_INSTRUCTIONS FOR THE TASK:_ The records below should be printed once more, exactly as they appear.

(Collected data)

········

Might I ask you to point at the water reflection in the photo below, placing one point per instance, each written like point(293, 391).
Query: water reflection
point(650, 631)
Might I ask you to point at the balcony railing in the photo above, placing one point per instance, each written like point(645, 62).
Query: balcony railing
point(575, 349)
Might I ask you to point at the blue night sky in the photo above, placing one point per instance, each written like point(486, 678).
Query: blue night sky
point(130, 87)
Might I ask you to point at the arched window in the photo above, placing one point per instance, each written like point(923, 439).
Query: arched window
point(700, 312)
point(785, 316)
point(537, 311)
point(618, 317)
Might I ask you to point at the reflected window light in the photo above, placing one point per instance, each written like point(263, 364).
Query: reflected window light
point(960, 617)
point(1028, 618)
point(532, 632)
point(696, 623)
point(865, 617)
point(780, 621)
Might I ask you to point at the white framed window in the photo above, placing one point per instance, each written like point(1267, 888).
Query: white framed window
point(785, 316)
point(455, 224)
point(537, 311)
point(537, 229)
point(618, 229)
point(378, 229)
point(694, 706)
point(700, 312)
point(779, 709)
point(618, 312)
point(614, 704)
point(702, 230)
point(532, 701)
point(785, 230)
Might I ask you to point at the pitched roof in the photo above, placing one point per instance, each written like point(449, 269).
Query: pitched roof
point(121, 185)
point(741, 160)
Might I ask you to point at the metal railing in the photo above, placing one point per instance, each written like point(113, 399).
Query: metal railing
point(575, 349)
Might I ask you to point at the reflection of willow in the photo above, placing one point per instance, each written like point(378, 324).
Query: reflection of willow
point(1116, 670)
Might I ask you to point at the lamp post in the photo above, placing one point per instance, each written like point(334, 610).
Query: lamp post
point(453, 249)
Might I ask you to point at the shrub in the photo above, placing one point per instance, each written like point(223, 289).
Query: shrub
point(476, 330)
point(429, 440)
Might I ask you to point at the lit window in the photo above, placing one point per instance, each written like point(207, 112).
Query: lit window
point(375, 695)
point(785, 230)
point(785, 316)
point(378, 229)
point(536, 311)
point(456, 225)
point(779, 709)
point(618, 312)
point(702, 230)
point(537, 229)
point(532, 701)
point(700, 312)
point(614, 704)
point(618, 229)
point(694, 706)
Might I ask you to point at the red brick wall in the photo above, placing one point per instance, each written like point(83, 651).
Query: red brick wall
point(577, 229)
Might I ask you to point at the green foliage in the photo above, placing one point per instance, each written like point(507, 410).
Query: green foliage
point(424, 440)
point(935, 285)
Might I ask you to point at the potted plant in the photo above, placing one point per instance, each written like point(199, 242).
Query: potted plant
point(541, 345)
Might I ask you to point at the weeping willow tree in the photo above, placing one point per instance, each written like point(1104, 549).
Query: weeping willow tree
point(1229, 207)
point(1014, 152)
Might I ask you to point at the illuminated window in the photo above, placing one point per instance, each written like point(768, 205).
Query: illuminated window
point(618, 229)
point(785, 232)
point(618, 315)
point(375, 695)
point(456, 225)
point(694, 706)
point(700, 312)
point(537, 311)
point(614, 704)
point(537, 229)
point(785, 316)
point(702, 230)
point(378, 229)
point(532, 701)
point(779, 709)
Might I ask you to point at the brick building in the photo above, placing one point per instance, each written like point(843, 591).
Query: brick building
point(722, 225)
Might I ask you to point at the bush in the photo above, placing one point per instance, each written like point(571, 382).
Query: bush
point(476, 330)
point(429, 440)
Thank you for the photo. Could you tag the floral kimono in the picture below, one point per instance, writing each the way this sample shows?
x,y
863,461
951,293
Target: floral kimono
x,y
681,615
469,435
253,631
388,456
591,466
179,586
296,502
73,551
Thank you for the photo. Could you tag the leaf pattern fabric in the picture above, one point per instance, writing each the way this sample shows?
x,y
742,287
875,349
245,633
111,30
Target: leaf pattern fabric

········

_ANSWER TO THE PROBLEM:_
Might I ask you to point at the water reflection in the photo below, placing one point per instance, each written like point(293, 391).
Query: water reflection
point(650, 631)
Might I ask you to point at the balcony railing in the photo above, placing one point per instance, each written like point(645, 62).
Query: balcony railing
point(575, 349)
Might I ask you to point at the blue night sky in the photo above, placing one point per instance, each written like point(486, 678).
Query: blue night sky
point(130, 87)
Might I ask you to point at the arched window in the photo above, placing one point per instance, each written like point(923, 439).
Query: arched window
point(700, 312)
point(785, 316)
point(537, 311)
point(618, 317)
Might I ask you to point at the reflected window light in the photo above, placing one point per instance, each written like point(263, 364).
Query: reflected window light
point(960, 617)
point(1028, 618)
point(532, 632)
point(696, 623)
point(865, 617)
point(780, 621)
Might I ask you to point at the white framed window in the photo above, placing one point per instance, each written like point(1267, 888).
Query: white framed window
point(785, 316)
point(455, 224)
point(537, 311)
point(537, 229)
point(618, 229)
point(378, 229)
point(694, 706)
point(700, 312)
point(779, 709)
point(618, 312)
point(614, 704)
point(702, 230)
point(532, 701)
point(785, 230)
Might I ask you to point at the pitched roof in the photo above, placing one point per instance, each written like point(449, 269).
Query: pitched roof
point(121, 185)
point(741, 160)
Might I ask you to point at the metal railing in the photo above, placing one point per instance, each written like point(113, 399).
Query: metal railing
point(575, 349)
Might I ask you to point at the reflection of willow in the photo above, placing one point per instance, each written like point(378, 324).
Query: reflection of willow
point(1116, 670)
Might I ask you to point at the lamp post in the photo above, placing one point per instance, each written like point(334, 610).
Query: lamp post
point(453, 249)
Might I ask you to point at the shrub in the photo above, placing one point per instance, each written like point(223, 289).
Query: shrub
point(476, 330)
point(429, 440)
Might I ask you to point at the lit window in the photo above, placing one point per instance, each written like point(207, 112).
Query: lit window
point(375, 695)
point(785, 230)
point(785, 316)
point(378, 229)
point(536, 311)
point(456, 225)
point(779, 709)
point(618, 312)
point(702, 230)
point(537, 229)
point(532, 701)
point(700, 312)
point(614, 704)
point(618, 229)
point(694, 706)
Might I ask you to point at the red brick wall in the photo above, placing one point per instance, each written like point(83, 651).
Query: red brick wall
point(577, 229)
Might I ask you to point at the green foliage in the photo above, placing one point per instance, each written like point(507, 410).
Query: green foliage
point(424, 440)
point(935, 285)
Might I ask you to point at the potted plant in the photo above, placing one point per instance, each written like point(199, 242).
Query: potted plant
point(541, 345)
Might I ask you to point at the weeping willow tree in the photo above, placing one point per instance, each written like point(1104, 549).
Query: weeping willow tree
point(1229, 207)
point(1014, 152)
Might I ask you to point at the illuminated window in the photo above, placing one point per instance, each written like point(768, 205).
Query: illuminated window
point(618, 229)
point(785, 232)
point(618, 315)
point(375, 695)
point(456, 225)
point(694, 706)
point(700, 312)
point(537, 311)
point(614, 704)
point(537, 229)
point(785, 316)
point(702, 230)
point(378, 229)
point(532, 701)
point(779, 709)
Might I ask you to point at the brick building in the photo above, placing one point per instance, each written like point(843, 591).
Query: brick building
point(722, 225)
Might I ask you to point at the bush in the photo above, placing one point per instance, each written like point(571, 382).
Query: bush
point(476, 330)
point(429, 440)
Thank you for the photo. Could you tag the floral kimono in the picture below, one point per instance, writing each the way this sample shows?
x,y
863,461
951,293
Target: floral kimono
x,y
681,615
469,435
253,631
388,456
591,466
179,586
296,502
73,551
Thank you for the photo. Could you tag the leaf pattern fabric in the picture above, one point per instance, writing each the way this sample shows?
x,y
742,287
875,349
245,633
111,30
Target: leaf pattern fabric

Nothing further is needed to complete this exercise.